The task: Each line of the data must be written out again verbatim; no image belongs in the copy.

(Extracted data entries)
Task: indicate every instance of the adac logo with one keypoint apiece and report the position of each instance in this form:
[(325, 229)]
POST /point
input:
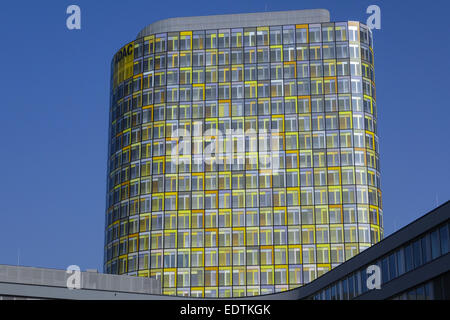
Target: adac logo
[(126, 51)]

Written answer:
Task: indicate every instance of the adac logo with one keypoint apiece and report the position of each instance in this form:
[(325, 229)]
POST /point
input:
Target: adac logo
[(126, 51)]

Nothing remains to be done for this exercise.